Lines from a pointing dataset
- - -
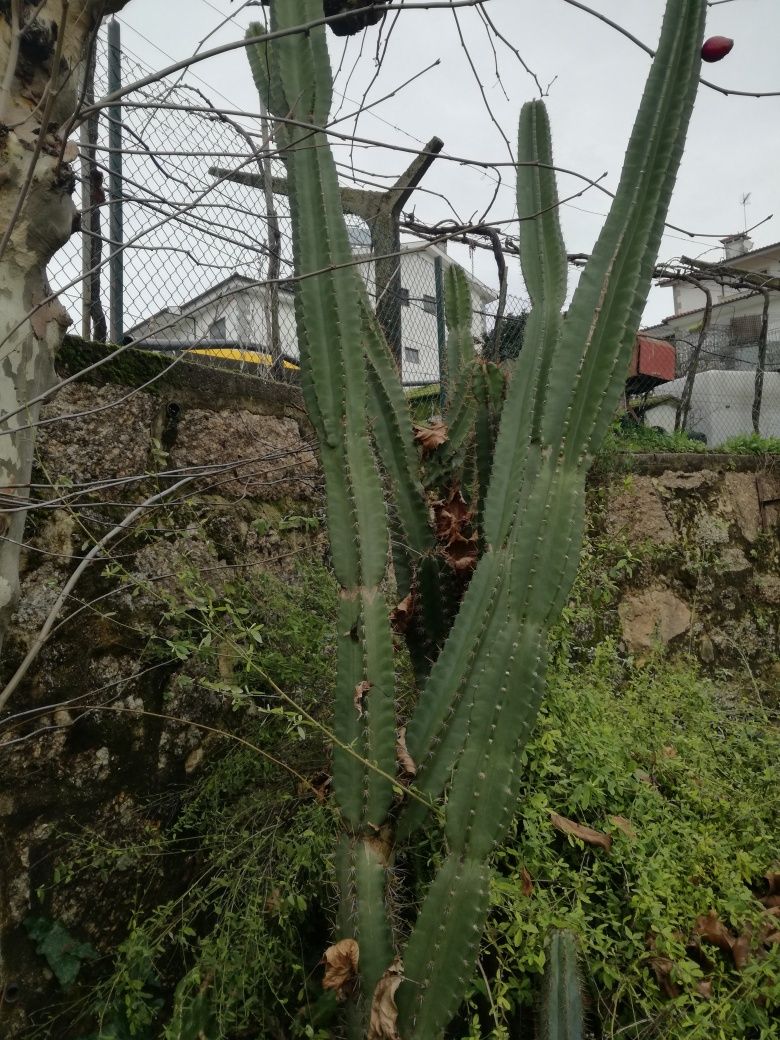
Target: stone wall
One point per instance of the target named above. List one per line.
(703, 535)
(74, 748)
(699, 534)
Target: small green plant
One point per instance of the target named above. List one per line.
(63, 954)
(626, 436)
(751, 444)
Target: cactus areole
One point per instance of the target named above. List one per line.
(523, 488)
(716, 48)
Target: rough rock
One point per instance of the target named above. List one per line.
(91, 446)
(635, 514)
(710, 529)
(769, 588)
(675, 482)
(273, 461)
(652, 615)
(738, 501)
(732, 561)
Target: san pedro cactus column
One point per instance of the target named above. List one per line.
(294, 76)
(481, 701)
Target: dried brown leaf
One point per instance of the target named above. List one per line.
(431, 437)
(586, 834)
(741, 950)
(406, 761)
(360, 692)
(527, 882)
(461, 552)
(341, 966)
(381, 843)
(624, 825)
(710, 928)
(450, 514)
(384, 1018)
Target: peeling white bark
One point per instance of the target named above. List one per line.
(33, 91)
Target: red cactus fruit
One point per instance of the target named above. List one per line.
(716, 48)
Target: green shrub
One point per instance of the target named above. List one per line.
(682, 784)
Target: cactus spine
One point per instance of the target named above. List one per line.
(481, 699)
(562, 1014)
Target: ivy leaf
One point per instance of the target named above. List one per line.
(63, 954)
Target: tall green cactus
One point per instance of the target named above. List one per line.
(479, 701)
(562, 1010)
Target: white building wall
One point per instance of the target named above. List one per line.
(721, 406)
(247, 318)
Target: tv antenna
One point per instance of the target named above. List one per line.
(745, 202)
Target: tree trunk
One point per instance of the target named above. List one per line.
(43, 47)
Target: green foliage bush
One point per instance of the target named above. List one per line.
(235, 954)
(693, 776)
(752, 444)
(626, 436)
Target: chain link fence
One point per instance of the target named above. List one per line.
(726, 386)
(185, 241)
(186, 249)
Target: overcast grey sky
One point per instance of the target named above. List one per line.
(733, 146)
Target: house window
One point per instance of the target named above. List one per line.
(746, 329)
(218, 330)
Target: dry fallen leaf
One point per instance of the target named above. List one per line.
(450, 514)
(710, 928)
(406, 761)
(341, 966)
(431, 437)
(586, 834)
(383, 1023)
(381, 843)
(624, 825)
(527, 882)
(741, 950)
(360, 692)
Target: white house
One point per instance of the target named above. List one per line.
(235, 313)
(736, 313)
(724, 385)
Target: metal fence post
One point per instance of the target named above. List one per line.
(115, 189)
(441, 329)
- - -
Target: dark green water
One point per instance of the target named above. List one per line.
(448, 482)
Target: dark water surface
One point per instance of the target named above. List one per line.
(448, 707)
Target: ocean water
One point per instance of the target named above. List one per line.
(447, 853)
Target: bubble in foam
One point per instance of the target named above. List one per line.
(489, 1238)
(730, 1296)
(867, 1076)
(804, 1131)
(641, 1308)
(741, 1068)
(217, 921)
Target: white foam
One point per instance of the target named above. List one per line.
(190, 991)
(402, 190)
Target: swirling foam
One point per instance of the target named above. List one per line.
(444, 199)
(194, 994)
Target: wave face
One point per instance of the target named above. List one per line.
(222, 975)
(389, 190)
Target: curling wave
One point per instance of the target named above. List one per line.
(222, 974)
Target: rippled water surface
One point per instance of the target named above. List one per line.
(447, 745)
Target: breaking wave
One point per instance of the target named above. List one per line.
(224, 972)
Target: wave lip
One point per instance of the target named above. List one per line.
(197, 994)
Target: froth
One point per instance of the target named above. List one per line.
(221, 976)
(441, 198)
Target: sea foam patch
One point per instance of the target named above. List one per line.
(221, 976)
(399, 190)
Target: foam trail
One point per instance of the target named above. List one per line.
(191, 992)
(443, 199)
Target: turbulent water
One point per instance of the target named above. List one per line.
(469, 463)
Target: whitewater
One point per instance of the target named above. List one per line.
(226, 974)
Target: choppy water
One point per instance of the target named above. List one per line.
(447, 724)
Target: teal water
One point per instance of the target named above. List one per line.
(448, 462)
- - -
- _Job_:
Starting at the line that contains "Target: red cactus fruit" and stopping after the line that contains "(562, 1014)", write out those lines as a two-column CSV with the headers request and answer. Give one row per request, put each field in double quotes, and replace line breaks with spaces.

- _Correct output_:
request,answer
"Target: red cactus fruit One point per instance of the target named above. List one per line.","(716, 48)"
"Target: green shrub One point per instance of the target named above. List one per line.","(682, 784)"
"Target: cactus spine One point per instance of the target named above. List one per line.","(481, 699) (562, 1014)"